** start **
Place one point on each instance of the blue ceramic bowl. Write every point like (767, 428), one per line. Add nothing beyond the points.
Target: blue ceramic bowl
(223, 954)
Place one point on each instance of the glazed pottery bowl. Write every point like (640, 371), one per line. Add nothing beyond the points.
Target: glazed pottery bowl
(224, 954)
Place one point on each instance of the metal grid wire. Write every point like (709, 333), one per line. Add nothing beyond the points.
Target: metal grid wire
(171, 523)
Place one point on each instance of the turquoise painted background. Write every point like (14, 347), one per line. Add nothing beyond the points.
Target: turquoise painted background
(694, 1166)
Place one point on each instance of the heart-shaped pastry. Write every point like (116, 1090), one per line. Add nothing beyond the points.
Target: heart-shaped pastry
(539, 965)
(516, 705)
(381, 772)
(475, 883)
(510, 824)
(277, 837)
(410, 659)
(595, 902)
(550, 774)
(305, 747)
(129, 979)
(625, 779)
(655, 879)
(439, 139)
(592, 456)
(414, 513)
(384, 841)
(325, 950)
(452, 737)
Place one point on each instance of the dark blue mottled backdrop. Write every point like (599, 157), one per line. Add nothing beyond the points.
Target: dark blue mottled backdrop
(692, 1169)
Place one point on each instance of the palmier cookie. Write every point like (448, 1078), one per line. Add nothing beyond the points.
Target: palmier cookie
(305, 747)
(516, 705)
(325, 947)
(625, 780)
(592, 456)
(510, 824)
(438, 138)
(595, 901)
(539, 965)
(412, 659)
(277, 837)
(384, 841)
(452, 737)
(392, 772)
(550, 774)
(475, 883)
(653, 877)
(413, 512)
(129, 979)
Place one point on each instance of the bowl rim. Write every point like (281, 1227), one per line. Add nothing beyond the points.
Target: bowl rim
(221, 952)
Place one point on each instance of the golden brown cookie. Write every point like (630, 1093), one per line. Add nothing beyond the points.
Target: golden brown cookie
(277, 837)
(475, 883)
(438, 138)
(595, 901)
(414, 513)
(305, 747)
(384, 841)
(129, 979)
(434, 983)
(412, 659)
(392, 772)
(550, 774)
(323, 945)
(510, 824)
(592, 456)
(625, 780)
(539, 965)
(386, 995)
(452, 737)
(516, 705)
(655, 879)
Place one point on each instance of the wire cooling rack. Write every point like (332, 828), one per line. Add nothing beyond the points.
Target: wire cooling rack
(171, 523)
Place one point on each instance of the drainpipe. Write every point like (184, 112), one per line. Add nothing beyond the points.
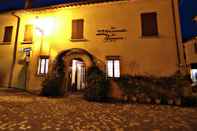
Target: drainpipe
(15, 49)
(181, 55)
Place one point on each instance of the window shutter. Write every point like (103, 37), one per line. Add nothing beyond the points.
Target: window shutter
(8, 34)
(77, 29)
(28, 36)
(149, 24)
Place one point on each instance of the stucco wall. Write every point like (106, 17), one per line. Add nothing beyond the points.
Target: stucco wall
(6, 49)
(191, 54)
(138, 55)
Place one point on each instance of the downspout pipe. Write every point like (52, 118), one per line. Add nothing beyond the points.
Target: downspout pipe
(179, 45)
(15, 49)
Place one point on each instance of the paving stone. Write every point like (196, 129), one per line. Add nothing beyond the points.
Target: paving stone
(21, 111)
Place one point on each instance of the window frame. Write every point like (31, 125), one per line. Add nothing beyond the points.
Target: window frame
(9, 36)
(113, 59)
(46, 65)
(76, 32)
(153, 17)
(26, 39)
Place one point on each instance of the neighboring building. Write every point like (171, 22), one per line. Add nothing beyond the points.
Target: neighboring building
(140, 37)
(191, 56)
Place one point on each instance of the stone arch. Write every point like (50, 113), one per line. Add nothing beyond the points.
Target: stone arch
(64, 59)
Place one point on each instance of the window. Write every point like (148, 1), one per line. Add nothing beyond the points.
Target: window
(43, 64)
(193, 72)
(28, 35)
(113, 67)
(77, 29)
(149, 24)
(195, 47)
(8, 34)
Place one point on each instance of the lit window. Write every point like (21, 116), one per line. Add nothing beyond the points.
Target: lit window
(77, 29)
(193, 72)
(8, 34)
(113, 68)
(28, 34)
(43, 64)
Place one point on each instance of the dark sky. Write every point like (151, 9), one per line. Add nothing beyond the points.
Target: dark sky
(188, 9)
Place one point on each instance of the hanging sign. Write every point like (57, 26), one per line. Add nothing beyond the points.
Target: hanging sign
(111, 34)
** end **
*Work instructions:*
Rewrite the lines from the one containing "Place one point on each instance of the dark sky." through the end of the entries as a JSON list of strings, one string per line, with any blank lines omitted.

*Exercise solution:*
[
  "Place one point on each instance of the dark sky. Write every point like (151, 9), one per line. Add nothing beyond the points.",
  "Target: dark sky",
  "(188, 9)",
  "Place one point on each instance of the hanging sign. Write every point like (57, 26), one per line. Add nothing beyond the points.",
  "Target: hanging sign",
  "(111, 34)"
]